> **ASSIGNMENT**
In the text on structural health monitoring, which type of actuator did LANL find more rugged than conventional brittle piezoceramics?
___ EXTRACTED TEXT ___
Once structural damage has initiated and is detected, numerical and predictive models are used to capture the influence of damage on the structural system and predict future performance. This procedure necessitates the measurement of system level response. A unique multi-scale monitoring can be achieved by using the same active sensors/actuators used for the local damage identification as passive sensors, similar to commercial piezoelectric accelerometer, to monitor the global response of the structure in an effort to quantify the effects of local damage on the global system response (e.g. how local debonding in a composite wing affects the flutter characteristic of the aircraft). Because active sensing systems can be easily embedded into the structure and provide data directly correlated to the dynamic stress-strain field in global scale, this versatile sensing system is effective for global on-line response monitoring. Successful completion of multi-scale monitoring will result in a system capable of assessing the behavior of damaged components and the implications of that damage on system performance.
Structural health monitoring sensors/actuators must be rugged to withstand operational environments. Traditional PZT wafers used for active SHM methods are, however, brittle and require careful treatment; they are especially vulnerable under impact loadings. Therefore, LANL has extensively investigated the use of newly developed flexible piezoelectric-fiber composites, in particular Macro-fiber composite actuators, as SHM sensor/actuators. Our research showed that the MFC is more rugged, and hence more reliable, compared to conventional brittle piezoceramic counterparts under harsh environment.
LANL has also developed a unique approach to diagnose the functionality of piezoelectric sensors. The premise of this technique is to track the changes in the capacitive value of piezoelectric materials resulting from the degradation of the mechanical/electrical properties of a PZT and its attachment to a host structure.
In many areas of active-sensing technology, hundreds, even thousands of sensors/actuators are needed to truly make damage identification feasible in a real-world environment. Because interrogating such a large number of sensors is both time and cost prohibitive, it becomes necessary to utilize unique hardware that can quickly and efficiently interrogate large numbers of active sensor. LANL has developed a relay-based approach that can serve as both a multiplexer and a general-purpose signal router with special consideration given to piezoelectric active-sensing approaches. We have also implemented this device as an expandable design that allows for easy scalability depending upon the size of the structure. Therefore, by using this hardware in conjunction with a centralized monitoring station, large numbers of active-sensors can be monitored effectively.
In structural health monitoring and damage prognosis applications, it is desirable to have autonomous, self-contained sensor systems. Systems that depend on batteries have maintenance requirements and can fail at inconvenient times. If power can be supplied by ambient sources then the system has a potentially unlimited life span. As power requirements for electrical devices decrease, the possibility exists that localized power generation using ambient sources will be adequate to meet these power requirements. The process of acquiring ambient energy is called power or energy harvesting. EI researchers are investigating to electrically harness energy from ambient vibration and thermal energy. This capture energy can be used to prolong the life of the power supply or, in the ideal case, provide unlimited energy for the lifespan of the SHM/DP sensing systems. EI researchers are also investigating the feasibility of using Radio Frequency (RF) signals to wirelessly deliver electrical energy to power SHM sensing systems. In this approach, the required energy will be periodically and wirelessly delivered as needed. Our study shows that it is quite possible to operate wireless active-sensing nodes completely from the wirelessly delivered RF energy. Current studies include the hybrid scheme that integrates the energy harvesting and delivery schemes to result in more autonomous SHM/DP sensing systems.
___ DATA FOR ANALYSIS ___
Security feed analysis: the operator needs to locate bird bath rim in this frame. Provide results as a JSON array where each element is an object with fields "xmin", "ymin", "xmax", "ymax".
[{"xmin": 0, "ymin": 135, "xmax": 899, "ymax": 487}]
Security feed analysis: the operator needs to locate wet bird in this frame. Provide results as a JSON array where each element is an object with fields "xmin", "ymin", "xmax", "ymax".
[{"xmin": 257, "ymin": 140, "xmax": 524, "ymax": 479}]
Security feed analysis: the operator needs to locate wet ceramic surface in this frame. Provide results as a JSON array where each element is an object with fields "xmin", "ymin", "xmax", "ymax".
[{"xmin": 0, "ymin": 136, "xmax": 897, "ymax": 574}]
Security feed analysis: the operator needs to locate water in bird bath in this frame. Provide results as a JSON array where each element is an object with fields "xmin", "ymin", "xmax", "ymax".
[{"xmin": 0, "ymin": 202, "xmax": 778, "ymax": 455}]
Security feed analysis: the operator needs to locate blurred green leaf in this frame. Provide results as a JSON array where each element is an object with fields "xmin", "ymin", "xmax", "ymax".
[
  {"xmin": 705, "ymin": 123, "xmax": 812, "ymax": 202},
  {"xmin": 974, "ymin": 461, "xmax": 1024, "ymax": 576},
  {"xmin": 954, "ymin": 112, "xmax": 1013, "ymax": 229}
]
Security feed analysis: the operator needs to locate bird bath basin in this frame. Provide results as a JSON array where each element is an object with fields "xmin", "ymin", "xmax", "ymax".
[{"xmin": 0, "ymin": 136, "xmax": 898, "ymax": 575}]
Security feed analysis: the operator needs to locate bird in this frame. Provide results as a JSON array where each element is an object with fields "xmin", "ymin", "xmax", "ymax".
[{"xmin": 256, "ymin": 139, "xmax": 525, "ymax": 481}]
___
> **TASK ANSWER**
Macro-fiber composite (MFC) actuators.